─── Exercise inputs

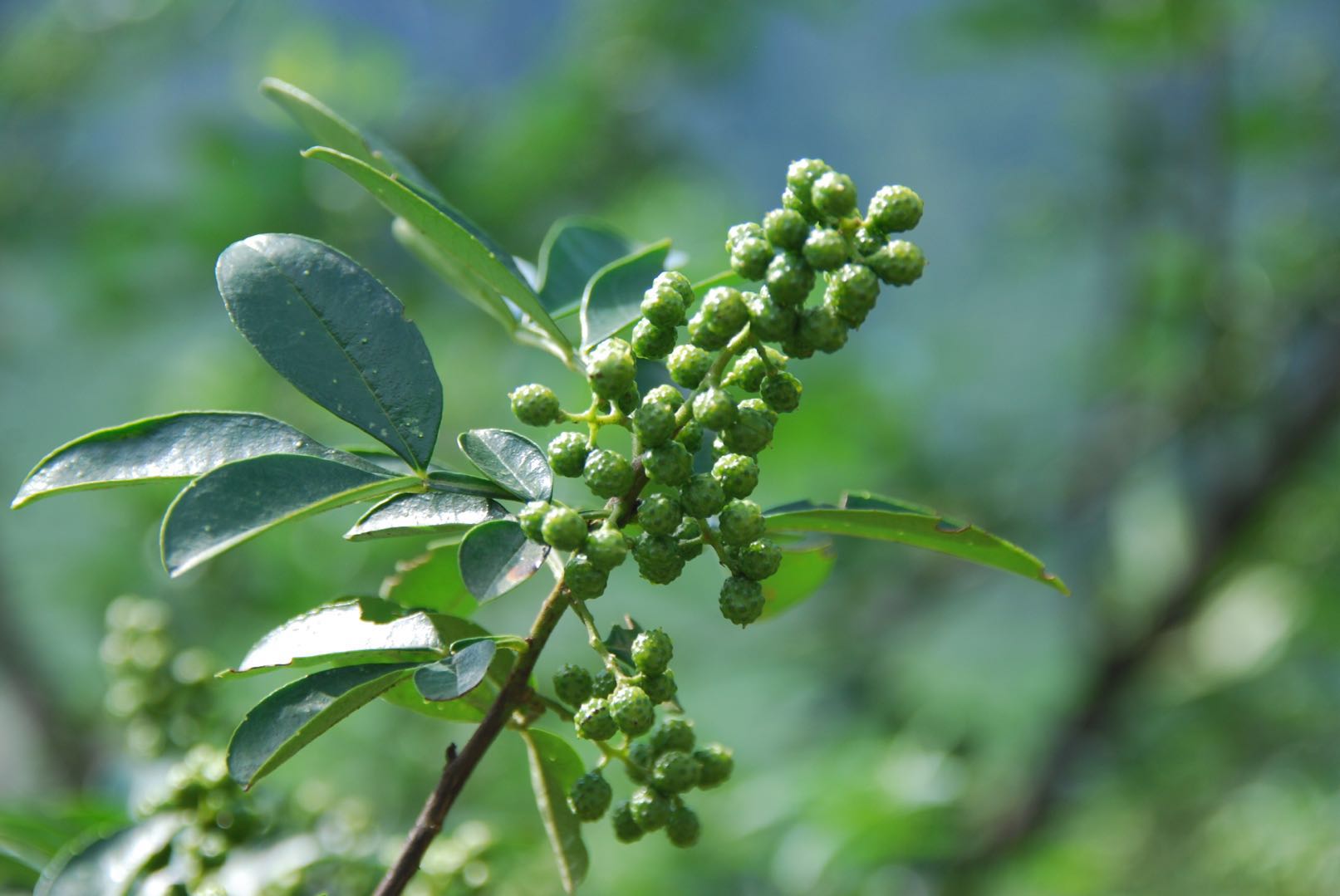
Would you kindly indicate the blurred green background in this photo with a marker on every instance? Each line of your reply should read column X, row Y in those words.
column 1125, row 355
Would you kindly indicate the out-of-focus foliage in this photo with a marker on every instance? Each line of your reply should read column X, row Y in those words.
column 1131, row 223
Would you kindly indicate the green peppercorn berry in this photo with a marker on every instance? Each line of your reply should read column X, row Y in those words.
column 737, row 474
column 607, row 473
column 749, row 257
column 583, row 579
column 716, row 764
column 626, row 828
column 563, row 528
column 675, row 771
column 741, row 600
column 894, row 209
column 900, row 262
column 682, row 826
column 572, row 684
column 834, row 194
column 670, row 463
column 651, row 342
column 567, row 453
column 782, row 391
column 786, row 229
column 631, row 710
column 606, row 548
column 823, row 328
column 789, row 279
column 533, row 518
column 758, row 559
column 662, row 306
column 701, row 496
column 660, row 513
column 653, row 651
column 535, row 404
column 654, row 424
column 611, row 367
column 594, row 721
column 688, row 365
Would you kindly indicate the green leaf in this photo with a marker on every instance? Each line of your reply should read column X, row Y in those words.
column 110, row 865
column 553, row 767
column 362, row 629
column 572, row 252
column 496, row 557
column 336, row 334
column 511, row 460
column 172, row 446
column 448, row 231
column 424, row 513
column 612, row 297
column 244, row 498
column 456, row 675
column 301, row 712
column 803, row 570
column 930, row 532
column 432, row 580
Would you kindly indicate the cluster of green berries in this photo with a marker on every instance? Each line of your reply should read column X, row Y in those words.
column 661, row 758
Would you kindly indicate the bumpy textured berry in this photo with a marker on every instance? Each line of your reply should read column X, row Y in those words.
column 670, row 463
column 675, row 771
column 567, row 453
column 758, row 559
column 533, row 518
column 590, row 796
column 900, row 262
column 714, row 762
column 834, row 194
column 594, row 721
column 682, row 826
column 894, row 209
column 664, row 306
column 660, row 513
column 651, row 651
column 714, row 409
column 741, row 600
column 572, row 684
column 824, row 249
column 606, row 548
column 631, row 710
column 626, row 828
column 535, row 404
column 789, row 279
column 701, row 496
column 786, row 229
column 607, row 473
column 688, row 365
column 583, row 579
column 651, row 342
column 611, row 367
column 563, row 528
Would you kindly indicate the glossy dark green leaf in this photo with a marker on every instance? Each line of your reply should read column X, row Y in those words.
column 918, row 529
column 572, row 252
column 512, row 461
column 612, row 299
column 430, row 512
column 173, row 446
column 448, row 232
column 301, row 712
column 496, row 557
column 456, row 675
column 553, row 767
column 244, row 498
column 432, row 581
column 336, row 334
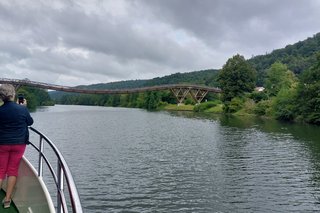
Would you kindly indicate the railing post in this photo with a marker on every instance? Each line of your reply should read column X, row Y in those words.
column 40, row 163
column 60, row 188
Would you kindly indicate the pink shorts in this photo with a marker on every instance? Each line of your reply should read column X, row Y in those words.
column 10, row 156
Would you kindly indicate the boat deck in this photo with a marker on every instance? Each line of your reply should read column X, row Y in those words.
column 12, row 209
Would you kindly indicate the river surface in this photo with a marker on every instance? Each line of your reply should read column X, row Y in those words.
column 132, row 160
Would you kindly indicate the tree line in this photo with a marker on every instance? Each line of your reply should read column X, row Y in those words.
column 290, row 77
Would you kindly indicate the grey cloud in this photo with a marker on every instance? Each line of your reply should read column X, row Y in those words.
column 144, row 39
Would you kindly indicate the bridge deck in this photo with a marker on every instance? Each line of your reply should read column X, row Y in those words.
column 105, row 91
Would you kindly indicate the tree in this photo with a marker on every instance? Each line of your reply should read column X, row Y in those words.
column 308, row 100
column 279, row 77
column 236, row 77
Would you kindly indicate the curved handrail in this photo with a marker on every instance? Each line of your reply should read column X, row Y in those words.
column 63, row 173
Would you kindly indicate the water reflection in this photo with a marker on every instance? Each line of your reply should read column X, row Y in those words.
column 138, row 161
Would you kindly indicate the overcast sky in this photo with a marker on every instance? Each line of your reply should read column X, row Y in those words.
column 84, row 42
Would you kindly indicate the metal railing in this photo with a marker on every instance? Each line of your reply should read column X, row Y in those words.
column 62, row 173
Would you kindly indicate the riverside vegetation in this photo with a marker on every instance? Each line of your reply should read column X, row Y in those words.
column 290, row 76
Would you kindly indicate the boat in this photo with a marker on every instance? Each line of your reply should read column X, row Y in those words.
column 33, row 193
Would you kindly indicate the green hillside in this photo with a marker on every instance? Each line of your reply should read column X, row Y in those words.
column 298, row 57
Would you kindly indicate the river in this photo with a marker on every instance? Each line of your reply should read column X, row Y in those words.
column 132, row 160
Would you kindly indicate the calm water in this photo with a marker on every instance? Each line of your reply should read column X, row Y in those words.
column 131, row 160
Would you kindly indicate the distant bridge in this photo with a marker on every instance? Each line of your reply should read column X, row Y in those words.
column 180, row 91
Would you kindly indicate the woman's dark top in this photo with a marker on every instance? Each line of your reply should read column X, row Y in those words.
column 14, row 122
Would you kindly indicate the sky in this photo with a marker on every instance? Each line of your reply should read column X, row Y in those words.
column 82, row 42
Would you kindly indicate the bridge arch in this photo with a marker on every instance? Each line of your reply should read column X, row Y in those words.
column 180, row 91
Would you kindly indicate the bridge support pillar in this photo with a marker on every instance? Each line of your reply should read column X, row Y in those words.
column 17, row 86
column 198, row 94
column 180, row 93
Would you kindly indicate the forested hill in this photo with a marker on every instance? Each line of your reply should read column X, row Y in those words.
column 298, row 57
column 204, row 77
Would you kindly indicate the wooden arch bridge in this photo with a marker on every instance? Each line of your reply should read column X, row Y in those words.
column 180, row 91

──────
─── Exercise inputs

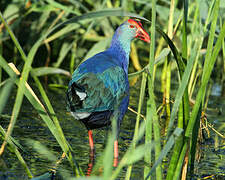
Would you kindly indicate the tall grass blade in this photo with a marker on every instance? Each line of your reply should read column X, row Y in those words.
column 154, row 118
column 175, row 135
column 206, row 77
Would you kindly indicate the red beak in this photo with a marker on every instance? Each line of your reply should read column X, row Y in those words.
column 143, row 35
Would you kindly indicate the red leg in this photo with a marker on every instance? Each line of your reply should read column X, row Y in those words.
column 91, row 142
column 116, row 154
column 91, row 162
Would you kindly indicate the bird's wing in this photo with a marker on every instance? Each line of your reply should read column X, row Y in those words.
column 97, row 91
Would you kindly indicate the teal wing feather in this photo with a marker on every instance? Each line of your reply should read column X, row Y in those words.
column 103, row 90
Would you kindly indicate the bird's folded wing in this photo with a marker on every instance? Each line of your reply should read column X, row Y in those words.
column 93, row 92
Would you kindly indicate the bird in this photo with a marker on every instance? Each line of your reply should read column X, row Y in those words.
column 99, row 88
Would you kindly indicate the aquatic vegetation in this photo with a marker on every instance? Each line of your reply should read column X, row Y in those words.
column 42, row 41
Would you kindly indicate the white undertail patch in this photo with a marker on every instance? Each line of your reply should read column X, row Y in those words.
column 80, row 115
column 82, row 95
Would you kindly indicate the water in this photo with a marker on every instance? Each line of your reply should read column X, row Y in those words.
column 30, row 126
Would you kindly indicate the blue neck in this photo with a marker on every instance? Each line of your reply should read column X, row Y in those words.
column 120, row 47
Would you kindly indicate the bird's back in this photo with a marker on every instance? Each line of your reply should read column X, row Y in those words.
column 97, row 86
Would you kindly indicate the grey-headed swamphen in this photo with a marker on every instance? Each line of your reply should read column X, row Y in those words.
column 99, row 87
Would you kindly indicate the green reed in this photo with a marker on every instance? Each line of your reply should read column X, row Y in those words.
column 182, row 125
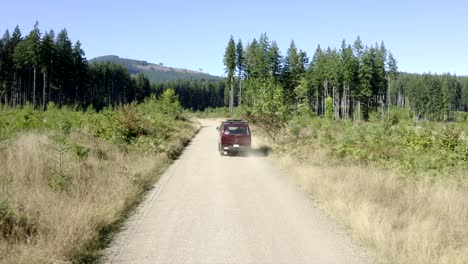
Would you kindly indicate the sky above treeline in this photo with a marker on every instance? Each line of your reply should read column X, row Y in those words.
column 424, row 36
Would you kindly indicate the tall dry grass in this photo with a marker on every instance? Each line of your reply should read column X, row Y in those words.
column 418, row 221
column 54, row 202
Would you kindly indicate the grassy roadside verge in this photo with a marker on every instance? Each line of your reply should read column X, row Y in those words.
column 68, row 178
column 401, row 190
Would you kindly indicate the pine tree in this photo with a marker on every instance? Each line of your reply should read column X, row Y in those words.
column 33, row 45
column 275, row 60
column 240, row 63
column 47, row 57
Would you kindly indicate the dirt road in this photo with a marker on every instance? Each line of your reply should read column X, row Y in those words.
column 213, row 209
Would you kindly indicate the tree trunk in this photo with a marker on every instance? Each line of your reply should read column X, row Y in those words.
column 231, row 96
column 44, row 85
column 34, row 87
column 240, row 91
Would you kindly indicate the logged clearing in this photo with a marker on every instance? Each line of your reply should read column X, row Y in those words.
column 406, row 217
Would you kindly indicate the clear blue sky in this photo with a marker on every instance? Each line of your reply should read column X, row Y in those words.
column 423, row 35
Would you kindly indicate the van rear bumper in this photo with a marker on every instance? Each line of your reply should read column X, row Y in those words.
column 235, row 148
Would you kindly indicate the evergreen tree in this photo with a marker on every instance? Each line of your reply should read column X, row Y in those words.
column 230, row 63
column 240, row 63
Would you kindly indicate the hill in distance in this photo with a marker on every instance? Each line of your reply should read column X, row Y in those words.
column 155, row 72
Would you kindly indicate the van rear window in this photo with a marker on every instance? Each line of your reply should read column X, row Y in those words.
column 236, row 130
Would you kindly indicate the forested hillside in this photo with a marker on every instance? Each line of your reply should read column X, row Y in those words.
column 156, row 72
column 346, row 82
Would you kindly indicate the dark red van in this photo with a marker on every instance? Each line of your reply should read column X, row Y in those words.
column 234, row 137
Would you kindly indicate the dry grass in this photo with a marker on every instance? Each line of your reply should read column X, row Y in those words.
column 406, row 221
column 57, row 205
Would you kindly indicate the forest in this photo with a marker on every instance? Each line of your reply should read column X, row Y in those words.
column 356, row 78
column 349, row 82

──────

### What is required
Retype the records that open with the line containing "Would you kindly indicate the van rear window" and close with the line containing "column 349, row 82", reproducing each line without change.

### Solution to this task
Would you kindly indicate the van rear window in this photo with a marker on every instance? Each line of your reply should read column X, row Y in those words.
column 236, row 130
Would you kindly indicate the forested hillside in this photo with a marker on every instance? Each line of your reply should read column X, row Y in those words.
column 156, row 72
column 346, row 82
Would you kindly indicate the dark red van in this photo with a marker on every instance? Each line of your reply should read column X, row Y in those words.
column 234, row 137
Would you kindly indicate the dry grass in this photo with a marker on every instance? Each line of your reply should read column X, row Y in those words.
column 406, row 221
column 57, row 205
Would you kindly indicate the forest in this photo with a marker on every instance? Each line of your reply should read column X, row Y in those words.
column 356, row 78
column 349, row 82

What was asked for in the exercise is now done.